● **REQUIREMENT**
Copy out the listing, swapping each "Precisely" for "Exactly" and leaving everything else as it is.

— start DATA SECTION —

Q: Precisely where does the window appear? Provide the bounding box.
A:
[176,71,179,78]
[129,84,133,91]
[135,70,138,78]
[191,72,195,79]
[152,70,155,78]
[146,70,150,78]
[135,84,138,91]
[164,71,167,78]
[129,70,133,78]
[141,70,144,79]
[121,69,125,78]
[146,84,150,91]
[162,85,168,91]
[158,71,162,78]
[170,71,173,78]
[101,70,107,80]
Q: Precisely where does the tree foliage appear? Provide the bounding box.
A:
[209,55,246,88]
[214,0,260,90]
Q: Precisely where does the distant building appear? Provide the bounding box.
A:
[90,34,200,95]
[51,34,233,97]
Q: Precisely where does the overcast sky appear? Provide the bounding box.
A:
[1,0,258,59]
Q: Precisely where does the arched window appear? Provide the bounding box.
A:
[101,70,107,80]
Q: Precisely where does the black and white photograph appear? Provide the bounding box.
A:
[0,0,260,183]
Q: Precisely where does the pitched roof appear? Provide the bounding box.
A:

— end DATA SECTION —

● **SOLUTION TO THIS TASK**
Q: Exactly where does the window appear? Provide the bounding box.
A:
[176,71,179,78]
[129,84,133,91]
[135,70,138,78]
[191,72,195,79]
[152,70,155,78]
[146,70,150,78]
[135,84,138,91]
[164,71,167,78]
[129,70,133,78]
[141,70,144,79]
[121,69,125,78]
[146,84,150,91]
[162,85,168,91]
[158,71,162,78]
[170,71,173,78]
[101,70,107,80]
Q: Exactly where does the tree foliage appear? Provide the bounding box.
A:
[209,55,246,88]
[214,0,260,90]
Q: Exactly where does the distant building appear? Provide the bounding box.
A:
[90,34,200,95]
[51,34,233,97]
Q: Exactly where does the overcast sky appear? Provide the bounding box.
A:
[1,0,258,59]
Q: Exactly where does the arched window appear? Provide the bounding box.
A:
[101,70,107,80]
Q: Exactly where does the black and white photograph appear? Provide the bounding box.
A:
[0,0,260,183]
Q: Exactly where does the pitched roof appear? Provide the bounding box.
A:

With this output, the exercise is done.